━━━━━ Text block ━━━━━

Yu-Min Shen, M.D. Answers Questions On: Anemia

What causes anemia?

Anemia is a condition in which there aren’t enough oxygen-carrying red blood cells in the bloodstream.

Only a small percentage of anemias are caused by primary bone-marrow diseases; the vast majority are the result of something else going on in the body.

These underlying causes of anemia include chronic bleeding (due to conditions such as bleeding ulcers and very heavy menstrual periods); chronic inflammatory disease, which can suppress the function of the bone marrow, where red blood cells are produced; and kidney disease, which can hinder the production of erythropoietin, a hormone that helps regulate red blood cell production.

Anemia also can result from conditions that cause decreased production or increased destruction of red blood cells.

What are the symptoms of anemia?

Symptoms of anemia can include fatigue, weakness, dizziness, paleness, and jaundice (yellow skin) caused by the breakdown of red blood cells.

People with severe anemia can experience shortness of breath or chest pains.

What are the different types of anemia?

Anemias resulting from reduced red blood cell production include iron deficiency anemia, vitamin B12 deficiency anemia, folic acid deficiency anemia, anemia of chronic disease, and myelodysplastic syndrome. Some medications also can slow red blood cell production. 

Anemias caused by an increase in the destruction of red blood cells include autoimmune hemolytic anemia (in which the immune system makes antibodies that destroy the cells) and a number of conditions not influenced by the immune system. 

Those nonimmune-mediated anemias include rare diseases such as paroxysmal nocturnal hemoglobinuria and conditions that cause the mechanical destruction of the cells, such as thrombotic microangiopathy. Defective mechanical heart valves also can destroy red blood cells.

━━━━━

Task A: Print the part of the anemia Q&A starting at "What are the different" and ending at "destroy red blood cells.".
Task B: Give what follows in the anemia Q&A, picking up after its last sentence.

━━━━━ Data extracts ━━━━━

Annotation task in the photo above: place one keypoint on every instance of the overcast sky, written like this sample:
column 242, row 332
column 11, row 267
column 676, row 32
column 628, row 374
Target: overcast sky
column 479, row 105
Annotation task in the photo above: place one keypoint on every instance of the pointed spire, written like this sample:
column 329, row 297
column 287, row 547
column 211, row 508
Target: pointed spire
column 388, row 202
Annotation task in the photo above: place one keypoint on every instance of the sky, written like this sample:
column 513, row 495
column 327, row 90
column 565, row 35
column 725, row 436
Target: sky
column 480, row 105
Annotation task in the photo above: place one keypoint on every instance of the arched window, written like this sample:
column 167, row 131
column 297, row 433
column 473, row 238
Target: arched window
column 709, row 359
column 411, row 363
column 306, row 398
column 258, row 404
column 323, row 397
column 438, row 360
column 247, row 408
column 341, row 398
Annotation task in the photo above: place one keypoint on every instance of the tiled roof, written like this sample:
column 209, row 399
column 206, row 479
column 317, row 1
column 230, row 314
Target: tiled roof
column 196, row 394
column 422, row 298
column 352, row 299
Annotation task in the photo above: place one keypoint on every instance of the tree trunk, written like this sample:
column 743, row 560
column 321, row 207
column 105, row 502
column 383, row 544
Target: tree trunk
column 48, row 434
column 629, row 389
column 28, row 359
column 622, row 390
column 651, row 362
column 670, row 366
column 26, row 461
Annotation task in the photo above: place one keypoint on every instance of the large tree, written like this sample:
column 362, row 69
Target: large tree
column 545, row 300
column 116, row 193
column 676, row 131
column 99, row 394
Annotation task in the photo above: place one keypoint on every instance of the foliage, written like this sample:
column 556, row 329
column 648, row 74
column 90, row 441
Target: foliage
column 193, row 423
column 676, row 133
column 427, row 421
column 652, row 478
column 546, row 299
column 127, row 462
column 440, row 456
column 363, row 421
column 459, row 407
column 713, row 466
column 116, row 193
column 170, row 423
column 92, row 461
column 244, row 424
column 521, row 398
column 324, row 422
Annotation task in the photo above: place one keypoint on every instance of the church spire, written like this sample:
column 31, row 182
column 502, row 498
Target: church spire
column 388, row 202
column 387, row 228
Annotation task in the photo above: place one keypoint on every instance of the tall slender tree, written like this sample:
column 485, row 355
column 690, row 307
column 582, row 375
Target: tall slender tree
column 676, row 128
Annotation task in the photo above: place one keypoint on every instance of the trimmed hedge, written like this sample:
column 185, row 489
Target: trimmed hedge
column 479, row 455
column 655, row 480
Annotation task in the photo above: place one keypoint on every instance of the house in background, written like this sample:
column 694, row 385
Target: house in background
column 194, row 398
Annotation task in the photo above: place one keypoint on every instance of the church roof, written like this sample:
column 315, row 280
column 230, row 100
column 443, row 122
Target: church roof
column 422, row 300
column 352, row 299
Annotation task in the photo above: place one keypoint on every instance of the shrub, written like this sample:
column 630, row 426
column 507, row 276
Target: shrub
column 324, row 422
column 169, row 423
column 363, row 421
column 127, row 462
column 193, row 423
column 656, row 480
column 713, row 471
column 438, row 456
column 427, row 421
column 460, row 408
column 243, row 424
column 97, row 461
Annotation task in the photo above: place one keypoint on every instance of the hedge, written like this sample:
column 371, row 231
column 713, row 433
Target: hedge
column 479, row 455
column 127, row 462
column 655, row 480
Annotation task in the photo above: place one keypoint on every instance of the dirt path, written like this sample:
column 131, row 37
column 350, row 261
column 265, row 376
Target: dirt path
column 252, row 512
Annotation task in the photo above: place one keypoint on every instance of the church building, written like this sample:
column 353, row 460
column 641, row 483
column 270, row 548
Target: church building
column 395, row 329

━━━━━

Output A:
What are the different types of anemia?

Anemias resulting from reduced red blood cell production include iron deficiency anemia, vitamin B12 deficiency anemia, folic acid deficiency anemia, anemia of chronic disease, and myelodysplastic syndrome. Some medications also can slow red blood cell production. 

Anemias caused by an increase in the destruction of red blood cells include autoimmune hemolytic anemia (in which the immune system makes antibodies that destroy the cells) and a number of conditions not influenced by the immune system. 

Those nonimmune-mediated anemias include rare diseases such as paroxysmal nocturnal hemoglobinuria and conditions that cause the mechanical destruction of the cells, such as thrombotic microangiopathy. Defective mechanical heart valves also can destroy red blood cells.

Output B:
Hemoglobinopathies – including sickle cell disease and thalassemias – are another category of anemias caused by red blood cell destruction.

Other conditions that can cause red blood cells to break down include hereditary cell membrane defects such as spherocytosis and elliptocytosis; defects in the enzymes related to the glycolytic pathway; and deficiencies of those enzymes, such as glucose-6-phosphate dehydrogenase deficiency (G6PD) and pyruvate kinase deficiency.

How is anemia treated?

The treatment of anemia depends on its cause.

If anemia results from chronic heavy menstrual periods, for example, the underlying cause of those heavy periods should be treated by a gynecologist. If it results from a bleeding ulcer or rheumatoid arthritis, those underlying conditions should be treated by a gastroenterologist or a rheumatologist, respectively. 

Anemias caused by deficiencies of vitamins or minerals – B12 or iron, for instance – can be remedied by getting more of those things in the diet or via supplements. 

Immune-mediated red blood cell destruction is often treated with steroids.